## Task
Give the records again in full, exactly as they appear.
── Material supplied ──
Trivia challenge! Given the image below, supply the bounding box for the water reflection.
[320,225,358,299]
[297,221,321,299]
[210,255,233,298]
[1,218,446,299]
───
## Task result
Trivia challenge! Given the image below, supply the bounding box for the water reflection.
[320,225,358,299]
[297,221,321,299]
[210,255,233,298]
[1,218,446,299]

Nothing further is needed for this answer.